[Opening AVAILABLE RECORDS section]

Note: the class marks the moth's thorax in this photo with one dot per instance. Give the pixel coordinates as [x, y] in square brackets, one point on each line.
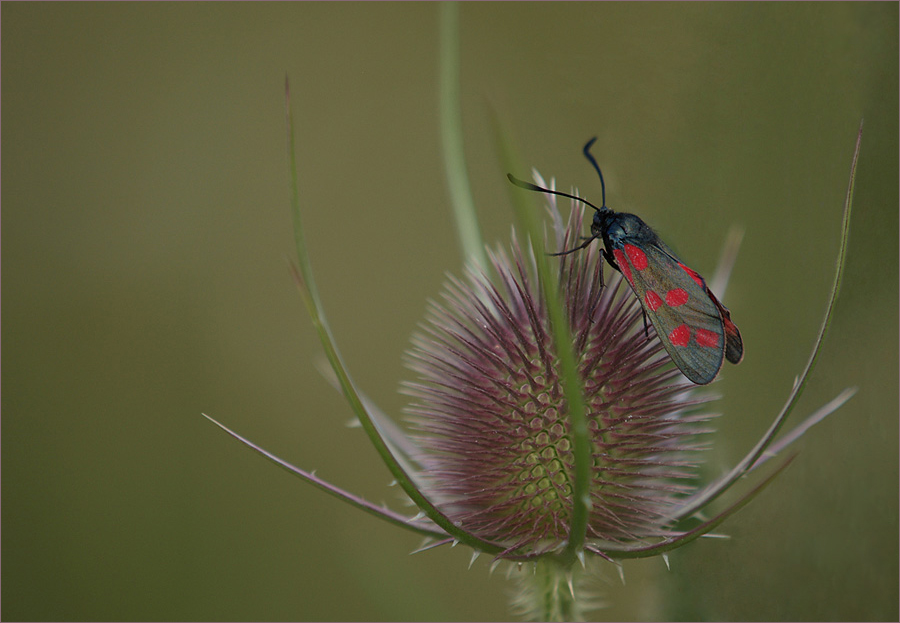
[615, 227]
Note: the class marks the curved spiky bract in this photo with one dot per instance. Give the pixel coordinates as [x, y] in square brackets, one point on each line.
[496, 439]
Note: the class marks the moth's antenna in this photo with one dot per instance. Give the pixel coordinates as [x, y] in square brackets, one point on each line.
[587, 154]
[529, 186]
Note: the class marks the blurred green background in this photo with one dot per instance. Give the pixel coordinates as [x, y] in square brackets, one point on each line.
[146, 231]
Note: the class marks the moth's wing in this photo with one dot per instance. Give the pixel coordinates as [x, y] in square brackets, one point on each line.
[734, 345]
[688, 319]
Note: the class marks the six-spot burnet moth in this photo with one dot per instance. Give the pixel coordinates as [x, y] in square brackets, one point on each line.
[694, 327]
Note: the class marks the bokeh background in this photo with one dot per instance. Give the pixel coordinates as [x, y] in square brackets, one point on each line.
[145, 245]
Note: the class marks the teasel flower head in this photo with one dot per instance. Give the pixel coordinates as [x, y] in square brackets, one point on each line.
[550, 428]
[494, 434]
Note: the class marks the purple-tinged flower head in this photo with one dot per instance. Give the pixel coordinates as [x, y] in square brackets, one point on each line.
[490, 410]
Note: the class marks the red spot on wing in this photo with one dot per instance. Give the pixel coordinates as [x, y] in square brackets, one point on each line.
[676, 297]
[708, 338]
[623, 265]
[652, 299]
[680, 335]
[696, 277]
[637, 257]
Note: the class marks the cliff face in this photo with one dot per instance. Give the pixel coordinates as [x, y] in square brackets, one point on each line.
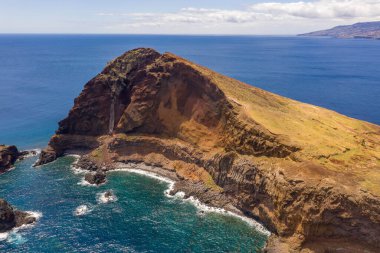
[8, 156]
[10, 218]
[309, 174]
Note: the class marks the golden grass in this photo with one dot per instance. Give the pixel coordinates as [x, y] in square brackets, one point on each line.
[327, 138]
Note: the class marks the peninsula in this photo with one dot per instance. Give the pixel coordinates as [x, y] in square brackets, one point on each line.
[368, 30]
[310, 175]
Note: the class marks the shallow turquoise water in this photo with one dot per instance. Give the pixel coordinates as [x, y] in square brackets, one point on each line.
[143, 219]
[40, 75]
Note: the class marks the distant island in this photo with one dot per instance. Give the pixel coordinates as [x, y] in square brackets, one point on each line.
[367, 30]
[310, 175]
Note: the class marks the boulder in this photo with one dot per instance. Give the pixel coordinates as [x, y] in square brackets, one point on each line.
[96, 178]
[11, 218]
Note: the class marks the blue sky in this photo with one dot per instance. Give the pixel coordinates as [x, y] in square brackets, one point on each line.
[182, 17]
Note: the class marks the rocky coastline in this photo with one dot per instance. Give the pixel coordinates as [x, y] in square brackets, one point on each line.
[10, 154]
[11, 218]
[308, 174]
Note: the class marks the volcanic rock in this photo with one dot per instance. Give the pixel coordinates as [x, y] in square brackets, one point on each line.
[310, 175]
[11, 218]
[99, 177]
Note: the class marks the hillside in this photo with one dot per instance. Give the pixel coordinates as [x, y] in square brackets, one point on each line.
[368, 30]
[310, 175]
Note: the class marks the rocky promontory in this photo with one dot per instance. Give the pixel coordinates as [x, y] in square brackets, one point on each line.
[11, 218]
[310, 175]
[10, 154]
[365, 30]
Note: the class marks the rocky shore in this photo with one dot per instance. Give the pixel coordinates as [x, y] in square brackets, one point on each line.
[10, 154]
[310, 175]
[11, 218]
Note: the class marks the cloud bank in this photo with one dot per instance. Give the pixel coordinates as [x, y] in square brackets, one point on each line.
[271, 14]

[Closing AVAILABLE RECORDS section]

### PROBLEM STATEMENT
What is needed is an exact copy of all the records, minus any pictures.

### SOLUTION TO THE EXERCISE
Note: the class marks the moth's thorax in this photo with one dot per instance. Give the pixel coordinates as [x, y] in square brackets, one point on each line.
[615, 227]
Note: the class marks the curved spiky bract in this photo with one dot per instance. Give the pixel coordinates as [x, y] in square brackets, one point on each line.
[496, 439]
Note: the class marks the moth's antenna in this photo with one dot per instance. Give the pixel coordinates as [x, y] in square brackets, one point on each line.
[587, 154]
[529, 186]
Note: the class marks the blurred green background in this photo with one dot per instance. Give the pixel coordinates as [x, y] in square brackets, one point on each line.
[146, 231]
Note: the class marks the moth's wing in this photo with one dot per instance. Give the pixel coordinates as [x, y] in square brackets, one point on each line.
[734, 345]
[688, 319]
Note: the class marks the six-spot burnet moth in this photo with one dot per instance. Give the pixel coordinates as [x, y] in square brackets, one point on each line.
[694, 327]
Note: the class marks the bokeh background in this photo with one dot per instance. Give the pixel coordinates as [x, y] in square brackets, one point on each line.
[145, 245]
Note: the class marks the teasel flower head in this photo with one dot per instance. Give the pixel coordinates as [x, y] in square brackets, one point on each line.
[550, 428]
[494, 434]
Note: the class marks the purple-tinged flower head in this photo with one dot per instance. Give the pixel coordinates as [x, y] in square brackets, one point on each line.
[490, 410]
Note: the class marks the red spot on wing in this photo with one dot per instance. Give the pixel coordinates as [x, y] in square brackets, one point on each line.
[676, 297]
[708, 338]
[623, 265]
[652, 299]
[680, 335]
[696, 277]
[637, 257]
Note: the class marks the cliff face in this photo with one dot per instance. Give the pixel coordinates as [x, y] in square brackets, one point on each line.
[8, 156]
[10, 218]
[309, 174]
Note: the class marks the golden grass in this photo with one dot per instance. Give the pixel coordinates as [x, y] in square brackets, one point on each line.
[327, 138]
Note: the class marks the peninsula in this photo with one dot per instance. Give the pixel coordinates as [x, y] in square brackets, one point on each line.
[368, 30]
[310, 175]
Note: the class marks the shallow turquoise water in this photo with one dot per instance. Give the pixel coordinates as [x, y] in square brackets, one point on each line.
[143, 219]
[40, 75]
Note: the class marks the distant island in this photo with one dot per instance. Give the pixel coordinates as [x, y] in square brackets, one point on each line.
[367, 30]
[310, 175]
Note: the class marks the boulder in this photo with one dot per instance. Give the pixel coordinates as [x, y] in square brackets, one point on each line.
[96, 178]
[11, 218]
Note: the class marks the blue sky in this photo with one dot per instance. Give the pixel coordinates as [x, y] in square brackets, one point on each line.
[182, 17]
Note: the class marks the rocky coastline in this photo with one dot per instance. Give the pixel coordinates as [x, y] in square brackets, one point on each line.
[10, 154]
[11, 218]
[308, 174]
Note: the class marks the volcanic rock in this photo with one dot per instance. Give the pixel coordinates as [x, y] in square brackets, one point on each line.
[310, 175]
[11, 218]
[99, 177]
Note: the class marks the hillside in this photo with one dot per instance. Give the pixel coordinates as [x, y] in square brackets, one point on each line.
[368, 30]
[310, 175]
Note: the class marks the rocky promontory in this photo with one dot per instance. Give the pixel coordinates as [x, y] in square brackets, one point on each line.
[11, 218]
[310, 175]
[10, 154]
[365, 30]
Note: the class marks the rocky shore in this photo with one dot per instance. Give the pixel coordinates as [x, y] in square brackets, one point on each line.
[10, 154]
[310, 175]
[11, 218]
Note: the class marks the cloud bank in this photo with one dot per instance. Give the pixel coordinates as [x, y] in square brackets, one point on each line.
[271, 14]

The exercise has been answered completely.